Input rows ▸
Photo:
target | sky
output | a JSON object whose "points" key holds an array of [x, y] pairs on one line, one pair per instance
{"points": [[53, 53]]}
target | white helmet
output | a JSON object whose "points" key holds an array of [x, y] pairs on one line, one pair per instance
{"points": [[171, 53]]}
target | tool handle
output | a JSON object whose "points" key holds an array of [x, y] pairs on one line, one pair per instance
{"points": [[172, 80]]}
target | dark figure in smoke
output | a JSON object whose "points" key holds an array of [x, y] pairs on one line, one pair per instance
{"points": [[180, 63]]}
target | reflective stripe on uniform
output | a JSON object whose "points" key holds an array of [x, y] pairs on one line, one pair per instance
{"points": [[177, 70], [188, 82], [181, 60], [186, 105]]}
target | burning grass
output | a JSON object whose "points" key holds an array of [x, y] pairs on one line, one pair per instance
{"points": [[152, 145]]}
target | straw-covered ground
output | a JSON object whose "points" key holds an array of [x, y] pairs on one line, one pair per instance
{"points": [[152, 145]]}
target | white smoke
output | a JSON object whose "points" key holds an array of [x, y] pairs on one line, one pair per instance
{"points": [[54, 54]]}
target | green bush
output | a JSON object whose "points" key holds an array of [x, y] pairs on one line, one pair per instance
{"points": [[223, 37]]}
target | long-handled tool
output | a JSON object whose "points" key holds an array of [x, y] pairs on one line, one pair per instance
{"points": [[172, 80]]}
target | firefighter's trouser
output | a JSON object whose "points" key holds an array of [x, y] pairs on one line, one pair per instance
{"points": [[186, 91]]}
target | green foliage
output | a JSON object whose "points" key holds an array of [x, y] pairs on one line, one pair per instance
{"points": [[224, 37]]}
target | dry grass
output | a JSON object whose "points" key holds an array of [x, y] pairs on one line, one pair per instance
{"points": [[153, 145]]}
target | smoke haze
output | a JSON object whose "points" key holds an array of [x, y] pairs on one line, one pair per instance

Problem statement ▸ Rewrite all of the records above, changing every "target" to "object" and leaving everything else as it is.

Written reply ▸
Photo:
object | sky
output | a JSON object whose "points" key holds an array of [x, y] pairs on one line, one pair per instance
{"points": [[53, 53]]}
object | white helmet
output | a JSON object whose "points" key holds an array of [x, y] pairs on one line, one pair per instance
{"points": [[171, 53]]}
object | tool handle
output | a JSON object whose "points" key holds an array of [x, y] pairs on one line, one pair per instance
{"points": [[172, 80]]}
object | dark figure in smoke
output | a JSON object whose "points" key holds an array of [x, y] pairs on one line, one pair per instance
{"points": [[180, 63]]}
object | reflective stripe on uniform
output | a JSON object whose "points" key holds an array of [x, y] pairs on one line, one pair per instance
{"points": [[177, 70], [188, 82], [181, 60], [186, 105]]}
object | burning grass
output | a JSON object whose "points" key holds an array of [x, y] pairs on one line, one pair per instance
{"points": [[152, 145]]}
object | straw-covered ground
output | a JSON object whose "points" key holds an array of [x, y] pairs on one line, one pair per instance
{"points": [[152, 145]]}
object | white smoke
output | a JSON object whose "points" key holds an array of [x, y] pairs on one line, one pair per instance
{"points": [[54, 54]]}
object | green bush
output | a JSON object whose "points" key holds an array of [x, y] pairs on one line, one pair per instance
{"points": [[223, 37]]}
object | long-handled tool
output | a JSON object whose "points" key holds an array of [x, y] pairs on one line, one pair per instance
{"points": [[172, 80]]}
object | firefighter's trouser
output | a JSON object whose "points" key holds an array of [x, y] pairs on one line, one pair per instance
{"points": [[186, 91]]}
object | green foliage
output | a JSON object whose "points" key holds an array of [x, y] pairs on one line, one pair per instance
{"points": [[224, 37]]}
object | dry grass
output | a JSON object whose "points" key holds an array of [x, y] pairs on one line, one pair per instance
{"points": [[153, 145]]}
object | smoke haze
output | a JSON object whose "points" key holds an array of [x, y] pairs on one line, one pair per instance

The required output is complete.